Votre consigne:
Recopiez en entier le texte sur Le Dernier Tango à Paris, mot pour mot, sans rien y changer.

── Bloc de texte ──

Le Dernier Tango à Paris par Gérard Rocher La Fête de l'Art

A Paris dans le seizième arrondissement, une jeune femme marche d'un pas pressé afin d'aller retrouver son ami cinéaste à la gare. Cette jeune femme c'est Jeanne, fille d'un colonel. Un homme sur le même trottoir, sous le pont de Bir-Hakeim, marche beaucoup plus lentement. Il paraît usé, préoccupé. Cet homme Paul est un américain de quarante ans mais qui en paraît plus. Il vient d'apprendre que son épouse s'est suicidée dans sa chambre d'hôtel et il n'en connaît absolument pas les raisons. Il doit se rendre sur les lieux. Jeanne a trouvé à cet endroit même un appartement à louer. Elle y entre et Paul s'y engage également. Ils ne se connaissent absolument pas et sans mot dire font l'amour. Dès lors une relation s'établit régulièrement entre eux basée sur le sexe, une relation sans espoir, histoire d'oublier au moins pour quelques temps un passé pathétique.

───
── Extrait de données ──

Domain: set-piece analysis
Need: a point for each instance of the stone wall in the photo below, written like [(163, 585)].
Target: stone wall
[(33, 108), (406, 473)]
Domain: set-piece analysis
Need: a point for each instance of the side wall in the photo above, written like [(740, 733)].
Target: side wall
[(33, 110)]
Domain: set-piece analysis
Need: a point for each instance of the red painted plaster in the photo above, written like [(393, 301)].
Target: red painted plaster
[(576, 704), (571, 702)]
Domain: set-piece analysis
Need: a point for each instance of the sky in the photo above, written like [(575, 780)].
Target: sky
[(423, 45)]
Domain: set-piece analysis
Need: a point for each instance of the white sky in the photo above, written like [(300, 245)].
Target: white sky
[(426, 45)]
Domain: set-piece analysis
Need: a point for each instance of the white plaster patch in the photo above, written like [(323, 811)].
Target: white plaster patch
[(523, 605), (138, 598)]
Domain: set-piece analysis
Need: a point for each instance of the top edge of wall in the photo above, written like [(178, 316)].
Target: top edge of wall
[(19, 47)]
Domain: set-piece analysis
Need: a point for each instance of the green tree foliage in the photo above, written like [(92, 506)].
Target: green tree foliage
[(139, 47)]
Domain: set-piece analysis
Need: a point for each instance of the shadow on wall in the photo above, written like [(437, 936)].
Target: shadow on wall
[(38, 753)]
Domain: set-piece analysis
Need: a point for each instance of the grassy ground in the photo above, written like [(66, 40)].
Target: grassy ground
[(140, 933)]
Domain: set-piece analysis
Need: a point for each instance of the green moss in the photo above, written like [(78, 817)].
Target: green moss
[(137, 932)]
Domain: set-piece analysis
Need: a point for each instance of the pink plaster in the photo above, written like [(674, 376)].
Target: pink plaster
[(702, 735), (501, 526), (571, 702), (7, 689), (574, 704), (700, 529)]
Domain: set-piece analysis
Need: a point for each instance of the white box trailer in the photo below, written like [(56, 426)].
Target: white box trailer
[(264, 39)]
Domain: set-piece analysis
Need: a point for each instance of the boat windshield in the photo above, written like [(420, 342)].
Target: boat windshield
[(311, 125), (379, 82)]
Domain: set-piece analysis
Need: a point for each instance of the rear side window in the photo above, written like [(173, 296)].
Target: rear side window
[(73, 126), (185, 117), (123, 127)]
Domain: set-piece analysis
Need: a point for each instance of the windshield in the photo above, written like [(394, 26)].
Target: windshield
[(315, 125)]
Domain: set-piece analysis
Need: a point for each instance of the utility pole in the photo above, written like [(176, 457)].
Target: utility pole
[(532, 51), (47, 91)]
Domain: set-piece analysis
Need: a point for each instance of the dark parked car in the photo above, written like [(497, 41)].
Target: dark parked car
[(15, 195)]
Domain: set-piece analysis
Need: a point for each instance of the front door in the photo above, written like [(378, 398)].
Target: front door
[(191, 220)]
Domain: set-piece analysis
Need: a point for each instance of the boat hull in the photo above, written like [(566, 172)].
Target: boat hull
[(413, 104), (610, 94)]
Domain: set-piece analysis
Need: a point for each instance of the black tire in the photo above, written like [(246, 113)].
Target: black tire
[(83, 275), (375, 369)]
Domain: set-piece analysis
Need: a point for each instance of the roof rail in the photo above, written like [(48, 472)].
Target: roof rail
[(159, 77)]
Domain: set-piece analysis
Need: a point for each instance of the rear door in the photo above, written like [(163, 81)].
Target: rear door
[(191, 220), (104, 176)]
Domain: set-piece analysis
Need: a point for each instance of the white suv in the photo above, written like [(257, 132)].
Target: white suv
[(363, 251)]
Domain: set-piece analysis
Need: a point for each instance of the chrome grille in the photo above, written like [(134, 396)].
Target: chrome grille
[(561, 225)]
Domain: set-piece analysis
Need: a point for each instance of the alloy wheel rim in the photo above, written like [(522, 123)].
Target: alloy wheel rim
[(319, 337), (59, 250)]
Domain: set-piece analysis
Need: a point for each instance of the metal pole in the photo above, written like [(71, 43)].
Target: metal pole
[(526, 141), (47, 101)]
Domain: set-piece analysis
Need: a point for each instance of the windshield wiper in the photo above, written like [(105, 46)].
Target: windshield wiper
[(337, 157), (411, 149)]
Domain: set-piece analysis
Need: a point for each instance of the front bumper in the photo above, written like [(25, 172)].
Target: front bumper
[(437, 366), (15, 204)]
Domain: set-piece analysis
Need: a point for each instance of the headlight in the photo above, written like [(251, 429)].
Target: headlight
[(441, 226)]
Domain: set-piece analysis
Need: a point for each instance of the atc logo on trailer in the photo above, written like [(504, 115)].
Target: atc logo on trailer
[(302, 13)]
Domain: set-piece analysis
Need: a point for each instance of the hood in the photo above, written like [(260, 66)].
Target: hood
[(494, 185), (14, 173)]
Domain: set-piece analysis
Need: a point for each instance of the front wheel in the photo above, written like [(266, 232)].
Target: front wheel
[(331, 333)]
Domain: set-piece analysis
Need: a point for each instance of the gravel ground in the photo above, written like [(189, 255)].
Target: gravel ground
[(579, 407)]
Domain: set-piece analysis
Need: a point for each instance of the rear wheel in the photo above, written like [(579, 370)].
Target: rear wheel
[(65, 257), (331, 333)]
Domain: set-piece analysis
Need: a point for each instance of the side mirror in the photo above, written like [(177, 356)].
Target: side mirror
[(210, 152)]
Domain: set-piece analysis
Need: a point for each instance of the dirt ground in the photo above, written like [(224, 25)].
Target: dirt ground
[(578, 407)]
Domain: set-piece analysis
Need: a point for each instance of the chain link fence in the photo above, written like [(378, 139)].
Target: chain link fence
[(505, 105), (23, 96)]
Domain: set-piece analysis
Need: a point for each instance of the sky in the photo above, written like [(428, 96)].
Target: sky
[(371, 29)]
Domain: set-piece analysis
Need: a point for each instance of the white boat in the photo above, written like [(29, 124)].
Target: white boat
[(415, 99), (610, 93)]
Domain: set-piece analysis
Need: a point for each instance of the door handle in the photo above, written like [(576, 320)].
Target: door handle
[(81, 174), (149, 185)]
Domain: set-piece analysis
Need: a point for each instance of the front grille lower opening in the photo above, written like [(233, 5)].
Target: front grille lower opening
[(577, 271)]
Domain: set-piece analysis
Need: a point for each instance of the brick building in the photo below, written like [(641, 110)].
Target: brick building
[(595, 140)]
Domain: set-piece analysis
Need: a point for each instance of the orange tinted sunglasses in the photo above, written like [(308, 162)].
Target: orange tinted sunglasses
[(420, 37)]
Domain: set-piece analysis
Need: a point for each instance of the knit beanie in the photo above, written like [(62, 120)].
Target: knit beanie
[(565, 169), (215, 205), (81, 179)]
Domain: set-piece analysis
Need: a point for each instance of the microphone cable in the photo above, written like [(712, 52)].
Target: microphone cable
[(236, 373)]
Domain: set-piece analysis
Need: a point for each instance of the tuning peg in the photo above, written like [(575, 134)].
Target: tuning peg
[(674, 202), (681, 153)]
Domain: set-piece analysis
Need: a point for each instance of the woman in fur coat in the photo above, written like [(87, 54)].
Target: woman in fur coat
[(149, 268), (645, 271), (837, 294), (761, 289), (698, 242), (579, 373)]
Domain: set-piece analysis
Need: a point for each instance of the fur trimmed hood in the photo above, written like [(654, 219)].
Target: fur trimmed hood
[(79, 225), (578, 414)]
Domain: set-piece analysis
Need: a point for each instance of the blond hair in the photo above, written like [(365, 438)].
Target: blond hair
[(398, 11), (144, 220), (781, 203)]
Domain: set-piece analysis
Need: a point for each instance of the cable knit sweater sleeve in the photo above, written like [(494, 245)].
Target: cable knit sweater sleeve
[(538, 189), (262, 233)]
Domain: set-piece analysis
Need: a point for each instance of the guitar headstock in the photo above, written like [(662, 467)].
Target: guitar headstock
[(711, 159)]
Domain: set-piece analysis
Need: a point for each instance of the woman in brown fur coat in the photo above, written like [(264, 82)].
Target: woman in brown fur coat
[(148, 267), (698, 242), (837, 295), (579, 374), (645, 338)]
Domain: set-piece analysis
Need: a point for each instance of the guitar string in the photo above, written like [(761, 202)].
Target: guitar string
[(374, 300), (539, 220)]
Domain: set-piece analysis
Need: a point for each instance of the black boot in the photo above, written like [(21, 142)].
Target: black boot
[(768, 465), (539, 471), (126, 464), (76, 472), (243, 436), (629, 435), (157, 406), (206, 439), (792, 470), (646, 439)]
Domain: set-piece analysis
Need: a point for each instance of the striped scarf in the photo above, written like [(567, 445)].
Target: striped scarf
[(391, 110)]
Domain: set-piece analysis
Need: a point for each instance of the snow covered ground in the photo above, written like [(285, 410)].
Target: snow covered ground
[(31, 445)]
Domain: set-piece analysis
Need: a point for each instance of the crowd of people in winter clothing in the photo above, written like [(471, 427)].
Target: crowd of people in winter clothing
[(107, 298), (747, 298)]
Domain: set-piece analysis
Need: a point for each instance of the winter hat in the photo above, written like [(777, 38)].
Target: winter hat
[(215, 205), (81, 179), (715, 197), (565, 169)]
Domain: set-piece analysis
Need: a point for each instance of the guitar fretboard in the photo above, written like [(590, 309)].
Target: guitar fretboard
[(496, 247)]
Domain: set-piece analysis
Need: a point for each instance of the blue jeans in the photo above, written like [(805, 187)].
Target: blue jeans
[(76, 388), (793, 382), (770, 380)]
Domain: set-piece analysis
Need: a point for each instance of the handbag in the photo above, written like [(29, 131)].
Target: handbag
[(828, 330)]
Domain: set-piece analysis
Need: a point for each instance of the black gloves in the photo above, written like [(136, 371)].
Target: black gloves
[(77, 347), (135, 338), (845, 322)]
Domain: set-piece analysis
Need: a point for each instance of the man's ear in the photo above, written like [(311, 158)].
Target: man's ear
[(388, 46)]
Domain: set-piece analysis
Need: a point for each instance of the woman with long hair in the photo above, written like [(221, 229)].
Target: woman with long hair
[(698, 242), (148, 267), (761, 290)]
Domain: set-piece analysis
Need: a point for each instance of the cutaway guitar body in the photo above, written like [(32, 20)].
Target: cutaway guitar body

───

Votre réponse:
Le Dernier Tango à Paris par Gérard Rocher La Fête de l'Art

A Paris dans le seizième arrondissement, une jeune femme marche d'un pas pressé afin d'aller retrouver son ami cinéaste à la gare. Cette jeune femme c'est Jeanne, fille d'un colonel. Un homme sur le même trottoir, sous le pont de Bir-Hakeim, marche beaucoup plus lentement. Il paraît usé, préoccupé. Cet homme Paul est un américain de quarante ans mais qui en paraît plus. Il vient d'apprendre que son épouse s'est suicidée dans sa chambre d'hôtel et il n'en connaît absolument pas les raisons. Il doit se rendre sur les lieux. Jeanne a trouvé à cet endroit même un appartement à louer. Elle y entre et Paul s'y engage également. Ils ne se connaissent absolument pas et sans mot dire font l'amour. Dès lors une relation s'établit régulièrement entre eux basée sur le sexe, une relation sans espoir, histoire d'oublier au moins pour quelques temps un passé pathétique.